• **Belirtilen görev**:
Lütfen mahkeme kararında "T Ü R K M İ" sözcüklerinden başlayıp "NUMARASI : 2015/1425 E. 2018/973 K." sözcükleri de dahil olmak üzere oraya kadar uzanan kısmı hiçbir değişiklik yapmadan yeniden yazın.

Emsal Mahkeme Kararı İzmir Bölge Adliye Mahkemesi 11. Hukuk Dairesi 2019/562 E. 2021/1550 K. 17.12.2021 T.

Görüntülediğiniz mahkeme kararı kesinleşmiş bir karardır.

T.C.
İZMİR
BÖLGE ADLİYE MAHKEMESİ
11. HUKUK DAİRESİ

DOSYA NO: 2019/562
KARAR NO : 2021/1550

T Ü R K M İ L L E T İ A D I N A
B Ö L G E A D L İ Y E M A H K E M E S İ K A R A R I

İNCELENEN KARARIN
MAHKEMESİ : İZMİR 1. ASLİYE TİCARET MAHKEMESİ
TARİHİ : 13.11.2018
NUMARASI : 2015/1425 E. 2018/973 K.
DAVANIN KONUSU : Tazminat
KARAR TARİHİ : 17.12.2021
KARAR YAZIM TARİHİ : 17.12.2021

İzmir 1. Asliye Ticaret Mahkemesinin 13.11.2018 tarih 2015/1425 E. 2018/973 K. sayılı kararın Dairemizce incelenmesi davacı vekili tarafından istenmiş ve istinaf dilekçesinin süresi içinde verildiği anlaşılmış olmakla, üye … tarafından düzenlenen rapor dinlenip, dosya içerisindeki tüm belgeler okunup, incelendi.
GEREĞİ DÜŞÜNÜLDÜ :
DAVA :Davacı vekili, müvekkili şirkete ait, dava dışı … sevk ve idaresindeki … plakalı aracın 11.09.2015 tarihinde tek taraflı maddi hasarlı trafik kazasına karıştığını, aracın davalı sigorta şirketi tarafından kasko sigortası poliçesi ile sigortalandığını,araçta oluşan hasar bedelinin tespiti için İzmir 3 Sulh Hukuk Mahkemesi’nin 2015/140 D.İş sayılı dosyasında delil tespiti yaptırdıklarını, alınan bilirkişi raporunda müvekkiline ait araçta 36.641,00 TL tutarında hasar meydana geldiğinin belirlendiğini, raporun davalı şirkete tebliğ edildiğini, ancak hasar bedelinin ödenmediğini iddia ederek, fazlaya ilişkin hakları saklı kalmak kaydıyla 15.000,00 TL’nin dava tarihinden itibaren işleyecek yasal faizi ile birlikte davalıdan tahsiline karar verilmesini talep etmiştir.

• **Verilen bilgiler**:
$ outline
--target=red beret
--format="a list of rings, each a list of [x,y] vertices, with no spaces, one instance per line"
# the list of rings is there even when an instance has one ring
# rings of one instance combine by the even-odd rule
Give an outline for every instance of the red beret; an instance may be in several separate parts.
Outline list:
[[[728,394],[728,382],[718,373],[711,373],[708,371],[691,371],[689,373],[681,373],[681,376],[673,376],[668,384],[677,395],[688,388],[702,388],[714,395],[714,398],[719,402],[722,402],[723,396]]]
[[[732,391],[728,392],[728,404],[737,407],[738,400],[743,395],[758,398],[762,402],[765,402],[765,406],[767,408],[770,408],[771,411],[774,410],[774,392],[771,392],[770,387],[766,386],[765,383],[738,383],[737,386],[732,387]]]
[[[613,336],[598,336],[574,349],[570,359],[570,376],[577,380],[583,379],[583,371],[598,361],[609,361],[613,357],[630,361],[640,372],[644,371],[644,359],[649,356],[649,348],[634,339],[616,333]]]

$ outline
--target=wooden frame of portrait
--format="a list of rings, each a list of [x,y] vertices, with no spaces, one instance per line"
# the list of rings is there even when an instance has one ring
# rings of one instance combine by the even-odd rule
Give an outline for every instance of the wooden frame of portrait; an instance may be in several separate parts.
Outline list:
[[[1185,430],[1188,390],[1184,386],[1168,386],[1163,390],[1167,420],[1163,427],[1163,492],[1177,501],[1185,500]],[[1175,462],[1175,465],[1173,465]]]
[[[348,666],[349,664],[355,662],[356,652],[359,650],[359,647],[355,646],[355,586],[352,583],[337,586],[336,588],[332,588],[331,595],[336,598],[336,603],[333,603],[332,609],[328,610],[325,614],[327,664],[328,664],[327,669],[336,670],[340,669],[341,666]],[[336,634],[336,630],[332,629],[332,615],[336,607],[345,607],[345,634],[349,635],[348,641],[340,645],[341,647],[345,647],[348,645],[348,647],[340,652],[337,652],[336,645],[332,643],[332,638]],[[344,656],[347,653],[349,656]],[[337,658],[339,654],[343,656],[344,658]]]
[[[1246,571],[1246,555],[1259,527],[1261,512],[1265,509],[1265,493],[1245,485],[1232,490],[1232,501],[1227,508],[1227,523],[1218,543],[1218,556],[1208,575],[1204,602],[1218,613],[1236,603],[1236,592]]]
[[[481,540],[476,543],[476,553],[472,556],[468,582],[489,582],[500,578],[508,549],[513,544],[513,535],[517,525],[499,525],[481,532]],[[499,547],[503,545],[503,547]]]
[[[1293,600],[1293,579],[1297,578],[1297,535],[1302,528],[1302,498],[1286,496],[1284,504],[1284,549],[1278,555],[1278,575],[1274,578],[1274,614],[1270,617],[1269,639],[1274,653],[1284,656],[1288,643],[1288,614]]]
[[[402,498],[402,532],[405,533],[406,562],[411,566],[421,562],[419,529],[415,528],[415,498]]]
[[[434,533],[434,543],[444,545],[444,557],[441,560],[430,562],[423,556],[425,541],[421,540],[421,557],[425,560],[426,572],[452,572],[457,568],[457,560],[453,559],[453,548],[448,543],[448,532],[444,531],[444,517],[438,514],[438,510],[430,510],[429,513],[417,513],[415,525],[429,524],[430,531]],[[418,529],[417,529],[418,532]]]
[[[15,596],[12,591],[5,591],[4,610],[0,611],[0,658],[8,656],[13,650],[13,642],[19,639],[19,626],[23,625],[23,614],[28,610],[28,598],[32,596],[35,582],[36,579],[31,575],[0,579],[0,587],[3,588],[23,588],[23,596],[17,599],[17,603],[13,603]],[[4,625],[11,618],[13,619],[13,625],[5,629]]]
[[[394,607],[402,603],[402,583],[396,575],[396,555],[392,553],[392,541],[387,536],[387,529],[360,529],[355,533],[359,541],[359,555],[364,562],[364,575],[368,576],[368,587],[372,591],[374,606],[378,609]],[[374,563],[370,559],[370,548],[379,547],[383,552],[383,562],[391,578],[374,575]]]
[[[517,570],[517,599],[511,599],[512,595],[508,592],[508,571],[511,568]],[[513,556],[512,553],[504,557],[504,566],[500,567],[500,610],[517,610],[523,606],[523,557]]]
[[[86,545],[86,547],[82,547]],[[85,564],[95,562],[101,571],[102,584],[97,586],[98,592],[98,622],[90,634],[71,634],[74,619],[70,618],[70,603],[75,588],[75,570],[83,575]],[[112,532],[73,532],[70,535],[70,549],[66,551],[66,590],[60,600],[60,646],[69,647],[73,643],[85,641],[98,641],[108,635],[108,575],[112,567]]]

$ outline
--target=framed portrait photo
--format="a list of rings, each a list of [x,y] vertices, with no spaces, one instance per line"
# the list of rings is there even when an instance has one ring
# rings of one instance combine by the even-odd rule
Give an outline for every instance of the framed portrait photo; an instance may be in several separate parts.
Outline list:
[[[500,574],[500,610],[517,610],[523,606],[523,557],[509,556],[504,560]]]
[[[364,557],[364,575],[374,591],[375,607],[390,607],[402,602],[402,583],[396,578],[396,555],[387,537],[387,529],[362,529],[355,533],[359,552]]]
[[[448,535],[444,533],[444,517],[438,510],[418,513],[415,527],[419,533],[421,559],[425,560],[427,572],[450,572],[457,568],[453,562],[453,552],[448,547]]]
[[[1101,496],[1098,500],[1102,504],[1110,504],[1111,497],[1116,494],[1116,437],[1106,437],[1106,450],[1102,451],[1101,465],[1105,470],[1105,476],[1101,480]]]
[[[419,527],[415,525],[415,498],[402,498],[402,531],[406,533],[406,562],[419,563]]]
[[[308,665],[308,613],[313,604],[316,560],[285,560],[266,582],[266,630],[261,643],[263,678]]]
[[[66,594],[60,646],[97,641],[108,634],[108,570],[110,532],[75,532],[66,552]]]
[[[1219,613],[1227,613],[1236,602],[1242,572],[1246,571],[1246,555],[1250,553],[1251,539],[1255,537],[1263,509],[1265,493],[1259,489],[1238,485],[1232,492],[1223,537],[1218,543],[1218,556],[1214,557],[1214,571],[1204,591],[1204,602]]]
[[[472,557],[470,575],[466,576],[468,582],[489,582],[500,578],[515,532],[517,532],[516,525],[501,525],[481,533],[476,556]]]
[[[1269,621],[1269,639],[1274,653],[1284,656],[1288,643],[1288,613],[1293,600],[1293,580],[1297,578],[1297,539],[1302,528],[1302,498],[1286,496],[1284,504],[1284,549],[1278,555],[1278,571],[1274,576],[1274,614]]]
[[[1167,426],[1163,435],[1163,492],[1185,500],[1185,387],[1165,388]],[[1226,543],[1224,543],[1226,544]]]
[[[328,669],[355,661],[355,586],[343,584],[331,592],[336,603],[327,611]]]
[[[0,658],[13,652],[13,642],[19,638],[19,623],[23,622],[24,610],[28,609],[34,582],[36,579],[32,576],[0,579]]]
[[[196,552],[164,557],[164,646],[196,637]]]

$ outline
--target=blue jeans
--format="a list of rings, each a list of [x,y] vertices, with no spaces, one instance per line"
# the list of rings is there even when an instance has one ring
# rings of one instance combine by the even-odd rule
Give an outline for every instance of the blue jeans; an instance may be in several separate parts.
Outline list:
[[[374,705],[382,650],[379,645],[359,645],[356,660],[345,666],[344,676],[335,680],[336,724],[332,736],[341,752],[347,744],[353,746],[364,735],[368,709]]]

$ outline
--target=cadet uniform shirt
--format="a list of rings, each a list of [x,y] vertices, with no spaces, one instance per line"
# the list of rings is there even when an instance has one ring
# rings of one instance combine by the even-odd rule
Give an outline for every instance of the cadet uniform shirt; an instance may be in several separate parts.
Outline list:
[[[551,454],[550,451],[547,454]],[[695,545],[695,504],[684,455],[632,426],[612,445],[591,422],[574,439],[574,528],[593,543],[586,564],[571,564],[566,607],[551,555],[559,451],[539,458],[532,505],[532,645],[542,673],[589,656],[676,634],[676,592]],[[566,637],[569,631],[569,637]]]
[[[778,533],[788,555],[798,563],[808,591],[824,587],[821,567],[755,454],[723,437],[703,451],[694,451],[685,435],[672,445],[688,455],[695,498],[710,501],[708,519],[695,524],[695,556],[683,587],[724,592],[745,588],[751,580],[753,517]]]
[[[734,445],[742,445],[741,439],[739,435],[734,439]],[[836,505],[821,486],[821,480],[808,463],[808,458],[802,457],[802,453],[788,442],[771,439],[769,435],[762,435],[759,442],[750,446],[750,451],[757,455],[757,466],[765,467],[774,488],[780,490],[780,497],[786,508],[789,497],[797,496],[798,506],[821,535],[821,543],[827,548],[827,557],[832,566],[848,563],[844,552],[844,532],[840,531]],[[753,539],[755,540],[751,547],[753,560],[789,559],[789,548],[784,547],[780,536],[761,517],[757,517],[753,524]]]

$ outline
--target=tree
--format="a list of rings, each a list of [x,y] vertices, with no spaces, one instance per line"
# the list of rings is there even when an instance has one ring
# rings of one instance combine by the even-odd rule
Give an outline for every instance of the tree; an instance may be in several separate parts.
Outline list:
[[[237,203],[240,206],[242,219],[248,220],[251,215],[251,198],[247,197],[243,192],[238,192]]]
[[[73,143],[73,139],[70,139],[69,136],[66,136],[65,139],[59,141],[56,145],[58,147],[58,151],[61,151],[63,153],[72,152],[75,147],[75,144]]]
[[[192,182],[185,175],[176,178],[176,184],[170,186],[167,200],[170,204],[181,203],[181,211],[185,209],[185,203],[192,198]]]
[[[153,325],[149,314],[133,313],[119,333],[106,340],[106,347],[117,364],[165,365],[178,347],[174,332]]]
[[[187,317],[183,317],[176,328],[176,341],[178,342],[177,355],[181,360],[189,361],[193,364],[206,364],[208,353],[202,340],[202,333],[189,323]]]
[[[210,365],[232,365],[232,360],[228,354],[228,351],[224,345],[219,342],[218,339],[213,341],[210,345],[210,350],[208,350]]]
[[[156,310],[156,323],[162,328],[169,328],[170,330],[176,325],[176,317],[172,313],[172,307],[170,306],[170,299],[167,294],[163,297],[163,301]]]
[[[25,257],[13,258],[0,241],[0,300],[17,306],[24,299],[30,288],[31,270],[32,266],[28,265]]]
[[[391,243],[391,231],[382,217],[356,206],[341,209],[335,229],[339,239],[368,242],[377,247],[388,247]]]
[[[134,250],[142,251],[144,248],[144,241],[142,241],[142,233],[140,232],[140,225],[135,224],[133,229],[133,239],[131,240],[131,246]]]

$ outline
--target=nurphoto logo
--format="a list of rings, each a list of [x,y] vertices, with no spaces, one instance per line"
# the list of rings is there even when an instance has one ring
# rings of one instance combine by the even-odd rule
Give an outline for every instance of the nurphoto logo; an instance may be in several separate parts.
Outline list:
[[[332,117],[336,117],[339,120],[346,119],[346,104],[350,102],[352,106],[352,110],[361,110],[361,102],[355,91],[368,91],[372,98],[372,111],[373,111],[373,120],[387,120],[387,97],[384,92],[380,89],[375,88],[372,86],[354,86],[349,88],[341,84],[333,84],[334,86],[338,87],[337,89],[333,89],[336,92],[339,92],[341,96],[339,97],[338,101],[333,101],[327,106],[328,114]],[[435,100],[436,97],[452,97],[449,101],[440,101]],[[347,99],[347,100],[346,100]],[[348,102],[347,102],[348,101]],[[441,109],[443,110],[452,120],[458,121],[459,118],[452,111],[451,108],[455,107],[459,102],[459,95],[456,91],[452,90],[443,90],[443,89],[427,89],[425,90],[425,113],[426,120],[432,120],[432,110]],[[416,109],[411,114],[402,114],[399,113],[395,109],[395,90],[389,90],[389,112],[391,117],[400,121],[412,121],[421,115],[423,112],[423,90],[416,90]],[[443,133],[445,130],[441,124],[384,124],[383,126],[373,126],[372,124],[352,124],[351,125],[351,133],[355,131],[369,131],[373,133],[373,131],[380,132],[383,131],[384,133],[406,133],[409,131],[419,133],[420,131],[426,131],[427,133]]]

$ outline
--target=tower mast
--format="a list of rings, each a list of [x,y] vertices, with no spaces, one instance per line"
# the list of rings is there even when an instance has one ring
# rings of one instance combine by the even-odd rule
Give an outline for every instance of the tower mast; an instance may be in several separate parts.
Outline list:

• **Yanıt aşağıda**:
T Ü R K M İ L L E T İ A D I N A
B Ö L G E A D L İ Y E M A H K E M E S İ K A R A R I

İNCELENEN KARARIN
MAHKEMESİ : İZMİR 1. ASLİYE TİCARET MAHKEMESİ
TARİHİ : 13.11.2018
NUMARASI : 2015/1425 E. 2018/973 K.